## [The tasks]
a. According to the text on workplace accountability, where do managers spend their day?
b. Continue the text on workplace accountability from the point where it stops.

## [Text to read]

○ ○ ○

Accountability and where to start.

When we go to work, our role, and much of what we do at work is a function of the structural world around us. This can be the company structure, the function you work in, your specific role and or specific project team structures. When these things go undefined, uncontrolled and uncoordinated, time, effort and money is wasted. Worst of all people are frustrated, unmotivated and switch off.

The importance of accountability means not pulling your hair out later.

What I am seeing more often than not is, that there are a lot of organisations becoming uncoordinated and overwhelmed by what they have going on. People are frustrated and there is poor visibility and alignment of activities. There are the day to day activities of the core business, then there are numerous projects in play that are uncoordinated, misaligned and generally under performing.
Contract staff are the norm and there is no accountability for results and outcomes. I bet there are very few people in the organisation that can actually articulate what the top 5 strategic objectives or goals are and how their role helps deliver them.

Managers that I speak to, in general, seem to be more complex than ever before and they spend the majority of their day in reactive mode and fighting fires.

They spend their day on the phone and in meetings. But I have to ask DOING WHAT?

○ ○ ○

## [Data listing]
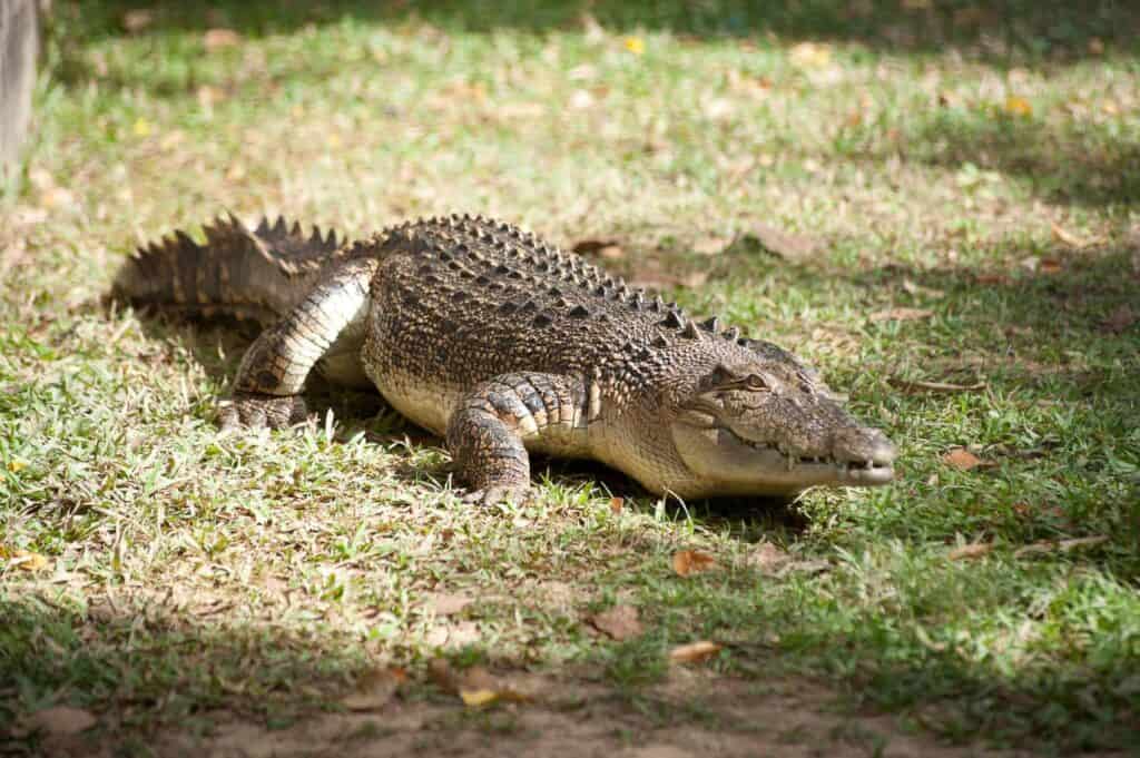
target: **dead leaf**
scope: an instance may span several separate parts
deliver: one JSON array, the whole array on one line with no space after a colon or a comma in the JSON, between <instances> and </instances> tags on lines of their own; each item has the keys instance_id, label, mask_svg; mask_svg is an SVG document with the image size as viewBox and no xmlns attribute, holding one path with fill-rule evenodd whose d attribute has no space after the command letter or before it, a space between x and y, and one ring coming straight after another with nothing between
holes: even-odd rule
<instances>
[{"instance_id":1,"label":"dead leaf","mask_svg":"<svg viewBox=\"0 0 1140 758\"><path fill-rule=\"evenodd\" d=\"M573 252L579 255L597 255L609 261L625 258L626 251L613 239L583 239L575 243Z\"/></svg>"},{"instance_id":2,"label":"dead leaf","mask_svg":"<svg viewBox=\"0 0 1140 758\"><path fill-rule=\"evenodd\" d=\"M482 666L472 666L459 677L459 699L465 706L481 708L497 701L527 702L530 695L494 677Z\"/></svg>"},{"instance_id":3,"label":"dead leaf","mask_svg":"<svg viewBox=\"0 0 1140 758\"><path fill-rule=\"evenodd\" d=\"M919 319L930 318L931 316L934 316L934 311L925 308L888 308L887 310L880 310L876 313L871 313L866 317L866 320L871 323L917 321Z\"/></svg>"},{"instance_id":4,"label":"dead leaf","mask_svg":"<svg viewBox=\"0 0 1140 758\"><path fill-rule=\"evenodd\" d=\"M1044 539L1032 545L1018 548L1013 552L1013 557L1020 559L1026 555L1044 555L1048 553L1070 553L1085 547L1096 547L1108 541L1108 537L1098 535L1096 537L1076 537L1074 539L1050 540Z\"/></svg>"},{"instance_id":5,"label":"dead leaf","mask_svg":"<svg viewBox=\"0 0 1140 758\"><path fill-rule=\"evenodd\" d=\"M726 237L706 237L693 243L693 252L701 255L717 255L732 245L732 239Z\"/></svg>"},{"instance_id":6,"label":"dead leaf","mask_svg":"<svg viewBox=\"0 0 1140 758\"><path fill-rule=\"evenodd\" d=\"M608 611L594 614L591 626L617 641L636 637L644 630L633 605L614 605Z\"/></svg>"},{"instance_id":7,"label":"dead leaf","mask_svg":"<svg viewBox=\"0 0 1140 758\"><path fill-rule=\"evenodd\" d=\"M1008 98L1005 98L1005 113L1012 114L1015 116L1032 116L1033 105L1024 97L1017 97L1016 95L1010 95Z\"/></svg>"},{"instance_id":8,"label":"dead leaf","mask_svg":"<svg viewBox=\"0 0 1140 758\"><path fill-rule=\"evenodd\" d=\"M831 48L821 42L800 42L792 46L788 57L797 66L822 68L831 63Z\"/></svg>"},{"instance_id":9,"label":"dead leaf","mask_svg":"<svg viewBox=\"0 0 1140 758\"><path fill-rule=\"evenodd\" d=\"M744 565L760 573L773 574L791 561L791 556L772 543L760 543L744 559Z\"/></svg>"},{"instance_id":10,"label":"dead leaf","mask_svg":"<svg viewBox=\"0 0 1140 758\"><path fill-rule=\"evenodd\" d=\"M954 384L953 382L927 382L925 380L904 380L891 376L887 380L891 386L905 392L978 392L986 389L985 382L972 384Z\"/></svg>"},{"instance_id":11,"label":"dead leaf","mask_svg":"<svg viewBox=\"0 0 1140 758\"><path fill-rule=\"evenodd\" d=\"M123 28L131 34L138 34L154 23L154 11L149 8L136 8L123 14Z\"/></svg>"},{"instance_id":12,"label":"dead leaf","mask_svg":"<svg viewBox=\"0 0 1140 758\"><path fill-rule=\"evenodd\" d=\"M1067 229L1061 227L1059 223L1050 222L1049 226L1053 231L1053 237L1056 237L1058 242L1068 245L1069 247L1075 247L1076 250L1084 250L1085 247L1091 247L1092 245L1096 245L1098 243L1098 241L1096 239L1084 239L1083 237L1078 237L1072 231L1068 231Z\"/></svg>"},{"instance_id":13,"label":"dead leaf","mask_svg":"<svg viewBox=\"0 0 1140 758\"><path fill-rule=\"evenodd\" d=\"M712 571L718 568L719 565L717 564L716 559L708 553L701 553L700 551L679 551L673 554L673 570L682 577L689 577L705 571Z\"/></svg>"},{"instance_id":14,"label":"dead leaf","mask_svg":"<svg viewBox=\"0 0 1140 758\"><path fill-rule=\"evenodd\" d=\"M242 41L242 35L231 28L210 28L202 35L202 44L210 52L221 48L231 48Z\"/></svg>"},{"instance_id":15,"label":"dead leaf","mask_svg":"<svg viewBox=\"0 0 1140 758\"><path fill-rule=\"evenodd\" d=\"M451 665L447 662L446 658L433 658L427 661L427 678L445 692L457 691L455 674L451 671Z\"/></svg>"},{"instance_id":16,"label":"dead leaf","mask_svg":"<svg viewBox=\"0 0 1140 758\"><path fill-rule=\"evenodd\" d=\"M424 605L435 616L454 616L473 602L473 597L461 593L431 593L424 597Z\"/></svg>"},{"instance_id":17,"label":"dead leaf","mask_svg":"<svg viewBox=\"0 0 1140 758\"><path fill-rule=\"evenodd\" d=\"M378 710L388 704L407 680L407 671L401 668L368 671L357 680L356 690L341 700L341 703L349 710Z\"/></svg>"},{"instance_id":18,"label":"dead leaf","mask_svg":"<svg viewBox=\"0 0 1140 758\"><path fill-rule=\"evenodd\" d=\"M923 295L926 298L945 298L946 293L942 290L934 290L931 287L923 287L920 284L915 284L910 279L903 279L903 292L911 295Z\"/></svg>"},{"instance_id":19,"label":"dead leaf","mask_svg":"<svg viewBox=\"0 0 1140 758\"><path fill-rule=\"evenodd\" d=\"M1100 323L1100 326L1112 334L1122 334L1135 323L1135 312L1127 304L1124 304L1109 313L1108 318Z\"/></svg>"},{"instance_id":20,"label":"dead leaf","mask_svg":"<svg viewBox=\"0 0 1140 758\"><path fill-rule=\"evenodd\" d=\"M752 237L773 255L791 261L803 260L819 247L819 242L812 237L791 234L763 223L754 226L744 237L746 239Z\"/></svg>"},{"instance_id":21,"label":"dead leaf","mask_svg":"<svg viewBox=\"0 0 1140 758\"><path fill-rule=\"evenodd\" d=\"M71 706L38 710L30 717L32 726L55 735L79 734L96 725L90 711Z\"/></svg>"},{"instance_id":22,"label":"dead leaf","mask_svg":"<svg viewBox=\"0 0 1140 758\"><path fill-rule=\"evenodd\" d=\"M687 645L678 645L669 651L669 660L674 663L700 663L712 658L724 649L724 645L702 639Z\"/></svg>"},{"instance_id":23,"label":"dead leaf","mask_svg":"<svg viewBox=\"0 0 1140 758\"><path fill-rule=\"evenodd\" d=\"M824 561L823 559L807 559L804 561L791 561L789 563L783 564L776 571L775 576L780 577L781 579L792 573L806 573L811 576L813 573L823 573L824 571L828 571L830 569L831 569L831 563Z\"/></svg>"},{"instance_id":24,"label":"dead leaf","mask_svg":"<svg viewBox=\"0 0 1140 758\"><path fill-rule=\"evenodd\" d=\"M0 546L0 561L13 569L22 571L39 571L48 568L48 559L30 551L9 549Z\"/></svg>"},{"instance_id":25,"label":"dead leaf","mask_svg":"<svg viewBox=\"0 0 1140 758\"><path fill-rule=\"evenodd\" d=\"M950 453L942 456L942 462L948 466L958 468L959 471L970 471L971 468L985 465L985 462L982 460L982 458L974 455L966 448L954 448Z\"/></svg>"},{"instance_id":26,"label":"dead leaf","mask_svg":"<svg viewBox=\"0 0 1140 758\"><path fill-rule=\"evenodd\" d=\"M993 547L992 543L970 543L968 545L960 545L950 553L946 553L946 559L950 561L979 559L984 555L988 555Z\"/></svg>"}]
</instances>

○ ○ ○

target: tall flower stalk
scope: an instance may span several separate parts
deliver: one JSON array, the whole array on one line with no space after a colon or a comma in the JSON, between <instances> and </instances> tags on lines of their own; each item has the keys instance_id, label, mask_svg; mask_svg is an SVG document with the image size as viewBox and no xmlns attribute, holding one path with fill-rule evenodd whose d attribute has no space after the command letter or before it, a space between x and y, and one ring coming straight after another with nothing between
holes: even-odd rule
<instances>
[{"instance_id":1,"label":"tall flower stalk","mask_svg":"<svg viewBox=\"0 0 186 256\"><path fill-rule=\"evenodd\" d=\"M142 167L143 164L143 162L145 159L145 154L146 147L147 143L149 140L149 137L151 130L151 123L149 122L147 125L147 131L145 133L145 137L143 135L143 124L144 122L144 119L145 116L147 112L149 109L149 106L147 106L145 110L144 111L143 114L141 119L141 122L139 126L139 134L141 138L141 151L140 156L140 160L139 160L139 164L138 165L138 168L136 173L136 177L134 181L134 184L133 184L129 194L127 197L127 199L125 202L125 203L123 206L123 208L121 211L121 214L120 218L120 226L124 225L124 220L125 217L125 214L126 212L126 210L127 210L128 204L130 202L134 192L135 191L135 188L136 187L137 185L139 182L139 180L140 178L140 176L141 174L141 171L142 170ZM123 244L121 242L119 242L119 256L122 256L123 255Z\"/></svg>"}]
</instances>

○ ○ ○

## [Exercise responses]
a. On the phone and in meetings.

b.
How do we change this?

I think it’s time to raise the accountability at all levels of an organisation. Then what is expected, actually gets delivered.
You can start raising the accountability bar by looking at what’s happening around you. What needs to happen? What poor performance patterns can you see?
Accountability starts with the alignment of 6 key elements; Strategy, Structures, People, Process, Technology and Information. These then need to be wrapped by an effective governance frame. Governance sounds dull and boring and in most cases it is. But it is a crucial ingredient as it sets the foundation for assessing opportunities and prioritizing activities. It provides the mechanism for assigning roles, responsibilities and accountability.
Suffering in silence takes no skill. Raising the bar on accountability does. When you do it, you will increase individual and business performance.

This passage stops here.